Document excerpt:
· · · ·

Dean: That's what I talk about, is that Max Martin, the thing, Justin Timberlake, Katy Perry, Taylor Swift, all these people with all these number one songs, right? They wouldn't be able to tour and do all the things that they do without those songs to carry the load of it, right? That they're essentially, the song is the scale ready algorithm. He's in the studio with them helping them create the best song, songs, compiling them, packaging them, making them real, putting them on the album.
Then, as soon as they're real, his involvement is done. Now, they take the next two or three years and go tour the world bringing, scaling the value of those songs. The value is that people love those songs so much that they want to come see you in concert, and they pay money to do that. But, you have to go, as an artist, and tour the world and do it. That's not the creative part of the business. Max has zero interest in that part, but while Katy Perry is out touring the world, he's in the studio with Justin Timberlake making the next album.
Robin: Yeah.
Dean: That-
Robin: He has the time to think about it.
Dean: That's right.
Robin: And, to go further.
Dean: Yeah, that's it. That kind of thing, he's learning and knows what ... A hit song is very much like marketing automation in a way, right?
Robin: Yeah.
Dean: If you figure out a chassis, you figure out the rhythm, and the chord progressions, and the things that are no different than figuring out a landing page format, or an offer format, or an email sequence. All of those things that your toolkit is coming, and that becomes the most amazing thing. That's where I'm, as I get more and more clarity on this, at 52, I wish that I had this level of clarity at 25. Because, I wouldn't have gone against what my natural grain is to beat myself up or feel ... Figuring out how to be good at the thing that everybody fetishizes, which is the execution, which I'm not good at. But, I'm okay with that now, because I'm very successful anyway. It doesn't matter, I have the best life of anybody that I know.
Robin: Yeah.
Dean: I've been able to get away with that for 25, 30 years. Right, and I don't see it slowing down or wanting it to. If I could look back, the same things that bring me joy today, are the things that brought me joy when I was 25. It's spooky, but life is great like that when you really realize it. I would say to go with your gut on this, right? To be looking for those things. If you've already, you're coming from a position, that's why my number ... If you breakdown my top three things of I know I'm being successful when I can wake up every day and ask, "What would I like to do today?" That's about time freedom, right?
Robin: Yeah.

· · · ·

Written instruction 1: Translate this sentence from the transcript into Spanish: "Max has zero interest in that part, but while Katy Perry is out touring the world, he's in the studio with Justin Timberlake making the next album."
Written instruction 2: In the transcript, what age does Dean give for himself?
Written instruction 3: Reproduce word for word everything in the transcript from "Dean: If you" down to "that I know.".

· · · ·

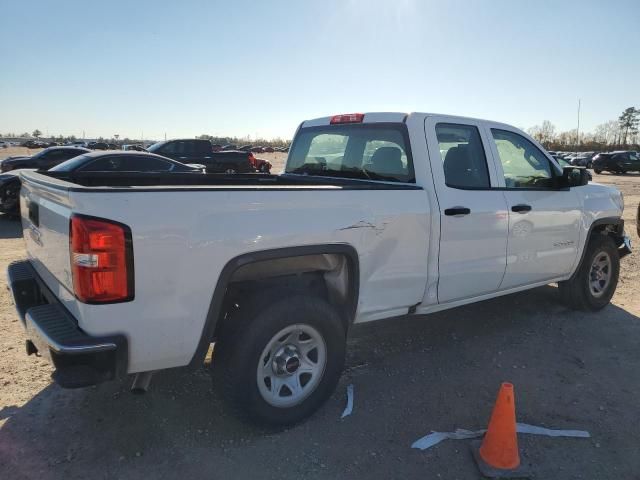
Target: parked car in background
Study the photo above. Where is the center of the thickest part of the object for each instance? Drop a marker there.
(616, 162)
(119, 161)
(563, 163)
(201, 152)
(33, 144)
(134, 147)
(88, 161)
(44, 160)
(583, 159)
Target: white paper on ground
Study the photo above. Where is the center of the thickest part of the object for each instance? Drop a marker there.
(349, 408)
(434, 438)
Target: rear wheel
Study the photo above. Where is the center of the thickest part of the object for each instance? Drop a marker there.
(279, 357)
(593, 285)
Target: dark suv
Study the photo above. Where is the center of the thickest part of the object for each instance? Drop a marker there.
(44, 160)
(617, 162)
(202, 152)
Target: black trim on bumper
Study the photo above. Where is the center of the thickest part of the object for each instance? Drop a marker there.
(80, 359)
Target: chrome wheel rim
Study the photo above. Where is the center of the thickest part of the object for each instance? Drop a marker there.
(600, 274)
(291, 365)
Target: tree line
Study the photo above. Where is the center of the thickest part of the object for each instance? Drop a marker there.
(620, 134)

· · · ·

Worked answer 1: A Max no le interesa en absoluto esa parte, pero mientras Katy Perry está de gira por el mundo, él está en el estudio con Justin Timberlake haciendo el próximo álbum.

Worked answer 2: 52.

Worked answer 3:
Dean: If you figure out a chassis, you figure out the rhythm, and the chord progressions, and the things that are no different than figuring out a landing page format, or an offer format, or an email sequence. All of those things that your toolkit is coming, and that becomes the most amazing thing. That's where I'm, as I get more and more clarity on this, at 52, I wish that I had this level of clarity at 25. Because, I wouldn't have gone against what my natural grain is to beat myself up or feel ... Figuring out how to be good at the thing that everybody fetishizes, which is the execution, which I'm not good at. But, I'm okay with that now, because I'm very successful anyway. It doesn't matter, I have the best life of anybody that I know.